### Metin Parçası

8. Deniz kaplumbağası
Deniz kaplumbağaları, “hayatta kalmak” söz konusu olduğu zaman dünyanın en önde gelen hayvan türlerinden! Bu canlılar, Antarktika hariç dünyanın bütün bölgelerinde yaşayabiliyor! 230 milyon yıl önce ortaya çıkan deniz kaplumbağaları, dinozorlar ile akrabalar. Bu canlıların hayatta kalmak konusundaki üstün başarıları, dinozorlar yok olurken onların hayatta kalmasına sebep oldu!
Öte yandan deniz kaplumbağalarının tarih öncesi bir hayvan türü olduğu hakkında herhangi bir şüphe yok. Ancak, bazı uzmanlar bu canlıların dinozorlardan ziyade yılanlarla ve kertenkelelerle akraba olduğunu düşünüyor. Bazı uzmanlar ise, deniz kaplumbağalarının dinozorlardan bir çeşit sürüngene, daha sonra ise şimdiki hallerine evrimleştiğini düşünüyorlar.

######

**Görev 1**.
Metin parçasına göre aşağıdaki soruları yanıtlayın.
(a) Deniz kaplumbağaları hangi bölge dışında dünyanın her yerinde yaşayabiliyor?
(b) Deniz kaplumbağaları kaç yıl önce ortaya çıkmış?
(c) Bazı uzmanlara göre deniz kaplumbağaları dinozorlardan çok hangi canlılarla akrabadır?
**Görev 2**. Metin parçasının "8. Deniz kaplumbağası" sözleriyle başlayıp "hallerine evrimleştiğini düşünüyorlar." sözlerine kadar süren kısmını hiç değiştirmeden yazıya geçirin.
Ardından gelen satırların metin parçasıyla hiçbir ilgisi yoktur.

### Çalışma Malzemesi

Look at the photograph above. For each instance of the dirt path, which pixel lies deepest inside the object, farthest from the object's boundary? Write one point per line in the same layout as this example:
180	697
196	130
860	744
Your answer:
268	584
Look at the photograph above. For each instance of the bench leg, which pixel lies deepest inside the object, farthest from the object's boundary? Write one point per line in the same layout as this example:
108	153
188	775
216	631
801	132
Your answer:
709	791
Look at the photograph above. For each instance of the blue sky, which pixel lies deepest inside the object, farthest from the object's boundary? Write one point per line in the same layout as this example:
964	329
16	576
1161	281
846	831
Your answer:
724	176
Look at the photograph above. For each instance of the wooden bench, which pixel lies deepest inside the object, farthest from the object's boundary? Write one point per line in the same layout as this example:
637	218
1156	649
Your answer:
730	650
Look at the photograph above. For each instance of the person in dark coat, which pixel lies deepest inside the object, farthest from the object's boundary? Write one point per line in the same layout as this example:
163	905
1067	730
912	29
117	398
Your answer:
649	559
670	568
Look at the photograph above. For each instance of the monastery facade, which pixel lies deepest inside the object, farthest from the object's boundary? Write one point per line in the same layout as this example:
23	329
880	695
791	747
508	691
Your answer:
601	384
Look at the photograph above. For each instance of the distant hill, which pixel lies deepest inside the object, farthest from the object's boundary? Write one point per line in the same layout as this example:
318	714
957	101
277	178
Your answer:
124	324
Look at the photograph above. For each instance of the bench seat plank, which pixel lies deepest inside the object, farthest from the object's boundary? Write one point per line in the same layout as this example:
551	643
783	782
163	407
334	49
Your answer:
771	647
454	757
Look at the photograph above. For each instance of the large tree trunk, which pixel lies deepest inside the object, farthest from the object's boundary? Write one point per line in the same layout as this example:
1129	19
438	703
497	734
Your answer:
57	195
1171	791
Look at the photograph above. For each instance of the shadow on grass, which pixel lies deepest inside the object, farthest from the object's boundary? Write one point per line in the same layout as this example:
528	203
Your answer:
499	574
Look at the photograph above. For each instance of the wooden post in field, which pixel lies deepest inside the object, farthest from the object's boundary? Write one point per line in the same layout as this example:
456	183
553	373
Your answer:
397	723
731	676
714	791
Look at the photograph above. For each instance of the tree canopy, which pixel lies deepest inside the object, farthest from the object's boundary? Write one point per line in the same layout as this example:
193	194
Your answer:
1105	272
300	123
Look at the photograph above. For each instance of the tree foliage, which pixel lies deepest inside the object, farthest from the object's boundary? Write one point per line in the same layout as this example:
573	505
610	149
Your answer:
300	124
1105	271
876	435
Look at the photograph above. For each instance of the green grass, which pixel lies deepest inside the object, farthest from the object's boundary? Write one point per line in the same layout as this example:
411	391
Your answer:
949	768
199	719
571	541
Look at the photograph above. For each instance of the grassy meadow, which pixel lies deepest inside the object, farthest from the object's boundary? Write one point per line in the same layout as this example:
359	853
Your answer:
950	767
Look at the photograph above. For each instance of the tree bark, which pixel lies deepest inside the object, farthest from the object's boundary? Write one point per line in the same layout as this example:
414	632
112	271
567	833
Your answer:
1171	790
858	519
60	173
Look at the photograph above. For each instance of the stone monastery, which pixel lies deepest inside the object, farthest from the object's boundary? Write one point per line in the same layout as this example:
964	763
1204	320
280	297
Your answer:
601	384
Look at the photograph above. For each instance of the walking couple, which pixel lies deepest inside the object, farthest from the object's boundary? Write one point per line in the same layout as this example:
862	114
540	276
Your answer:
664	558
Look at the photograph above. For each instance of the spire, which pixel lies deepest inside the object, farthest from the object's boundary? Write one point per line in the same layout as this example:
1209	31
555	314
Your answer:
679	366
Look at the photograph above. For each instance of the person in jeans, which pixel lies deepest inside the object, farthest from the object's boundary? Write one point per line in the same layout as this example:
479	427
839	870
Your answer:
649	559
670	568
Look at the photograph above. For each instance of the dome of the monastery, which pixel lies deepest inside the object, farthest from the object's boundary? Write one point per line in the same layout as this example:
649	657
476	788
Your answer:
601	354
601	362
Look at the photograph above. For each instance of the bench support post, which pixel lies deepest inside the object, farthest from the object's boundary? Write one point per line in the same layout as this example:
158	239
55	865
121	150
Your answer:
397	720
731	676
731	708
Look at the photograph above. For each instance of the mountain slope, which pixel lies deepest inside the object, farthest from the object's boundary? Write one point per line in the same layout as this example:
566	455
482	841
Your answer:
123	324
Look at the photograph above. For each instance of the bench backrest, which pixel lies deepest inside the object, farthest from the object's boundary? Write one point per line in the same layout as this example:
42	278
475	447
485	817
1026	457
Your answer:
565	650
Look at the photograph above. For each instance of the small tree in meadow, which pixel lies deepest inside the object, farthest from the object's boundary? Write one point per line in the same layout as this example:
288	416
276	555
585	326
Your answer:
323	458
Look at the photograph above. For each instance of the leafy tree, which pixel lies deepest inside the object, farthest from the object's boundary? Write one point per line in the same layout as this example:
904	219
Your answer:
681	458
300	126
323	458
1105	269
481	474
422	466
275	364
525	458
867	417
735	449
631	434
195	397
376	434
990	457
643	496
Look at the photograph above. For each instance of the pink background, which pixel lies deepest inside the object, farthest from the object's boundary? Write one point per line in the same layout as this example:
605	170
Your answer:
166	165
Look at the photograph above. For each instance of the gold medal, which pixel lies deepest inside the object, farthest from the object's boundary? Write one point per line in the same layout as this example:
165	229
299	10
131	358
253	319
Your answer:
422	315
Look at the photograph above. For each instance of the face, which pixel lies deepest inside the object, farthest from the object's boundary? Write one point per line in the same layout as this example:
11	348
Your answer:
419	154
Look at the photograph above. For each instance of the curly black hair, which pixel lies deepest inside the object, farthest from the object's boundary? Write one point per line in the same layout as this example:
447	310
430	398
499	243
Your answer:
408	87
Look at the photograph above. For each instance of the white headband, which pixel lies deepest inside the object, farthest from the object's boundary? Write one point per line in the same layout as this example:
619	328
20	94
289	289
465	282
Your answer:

######

**Yanıt 1**.
(a) Antarktika.
(b) 230 milyon yıl önce.
(c) Yılanlar ve kertenkelelerle.

**Yanıt 2**.
8. Deniz kaplumbağası
Deniz kaplumbağaları, “hayatta kalmak” söz konusu olduğu zaman dünyanın en önde gelen hayvan türlerinden! Bu canlılar, Antarktika hariç dünyanın bütün bölgelerinde yaşayabiliyor! 230 milyon yıl önce ortaya çıkan deniz kaplumbağaları, dinozorlar ile akrabalar. Bu canlıların hayatta kalmak konusundaki üstün başarıları, dinozorlar yok olurken onların hayatta kalmasına sebep oldu!
Öte yandan deniz kaplumbağalarının tarih öncesi bir hayvan türü olduğu hakkında herhangi bir şüphe yok. Ancak, bazı uzmanlar bu canlıların dinozorlardan ziyade yılanlarla ve kertenkelelerle akraba olduğunu düşünüyor. Bazı uzmanlar ise, deniz kaplumbağalarının dinozorlardan bir çeşit sürüngene, daha sonra ise şimdiki hallerine evrimleştiğini düşünüyorlar.